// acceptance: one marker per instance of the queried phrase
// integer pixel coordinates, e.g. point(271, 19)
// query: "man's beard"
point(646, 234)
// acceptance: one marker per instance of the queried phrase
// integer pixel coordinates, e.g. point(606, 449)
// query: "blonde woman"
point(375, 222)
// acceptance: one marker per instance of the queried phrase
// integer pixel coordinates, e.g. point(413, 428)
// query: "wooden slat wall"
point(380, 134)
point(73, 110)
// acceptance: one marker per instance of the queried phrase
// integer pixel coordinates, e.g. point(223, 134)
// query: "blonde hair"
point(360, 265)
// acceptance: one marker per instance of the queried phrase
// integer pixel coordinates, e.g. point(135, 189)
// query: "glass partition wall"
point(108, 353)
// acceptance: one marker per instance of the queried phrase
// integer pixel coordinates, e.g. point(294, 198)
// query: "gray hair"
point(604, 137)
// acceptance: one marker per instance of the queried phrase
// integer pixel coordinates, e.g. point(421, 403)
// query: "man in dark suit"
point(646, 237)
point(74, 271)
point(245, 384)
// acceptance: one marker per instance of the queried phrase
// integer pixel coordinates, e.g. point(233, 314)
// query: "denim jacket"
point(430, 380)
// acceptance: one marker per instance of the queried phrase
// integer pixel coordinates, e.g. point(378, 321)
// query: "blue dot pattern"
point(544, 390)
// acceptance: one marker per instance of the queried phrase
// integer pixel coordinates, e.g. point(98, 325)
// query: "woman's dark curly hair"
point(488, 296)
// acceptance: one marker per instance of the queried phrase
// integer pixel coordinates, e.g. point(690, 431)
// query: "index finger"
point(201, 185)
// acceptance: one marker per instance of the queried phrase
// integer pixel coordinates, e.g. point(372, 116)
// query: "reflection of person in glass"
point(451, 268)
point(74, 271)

....

If a line of the records above holds the word "pixel", show it.

// integer pixel coordinates, e.g. point(271, 19)
// integer pixel coordinates, e.g. point(606, 449)
// integer pixel coordinates, e.g. point(413, 428)
// integer pixel coordinates, e.g. point(223, 134)
// integer pixel coordinates, e.g. point(135, 189)
// integer pixel coordinates, e.g. point(294, 198)
// integer pixel coordinates, e.g. point(421, 403)
// integer pixel coordinates, e.g. point(233, 314)
// integer pixel coordinates, e.g. point(378, 321)
// integer pixel coordinates, e.g. point(98, 325)
// integer pixel coordinates, e.g. point(690, 431)
// integer pixel coordinates, e.g. point(372, 116)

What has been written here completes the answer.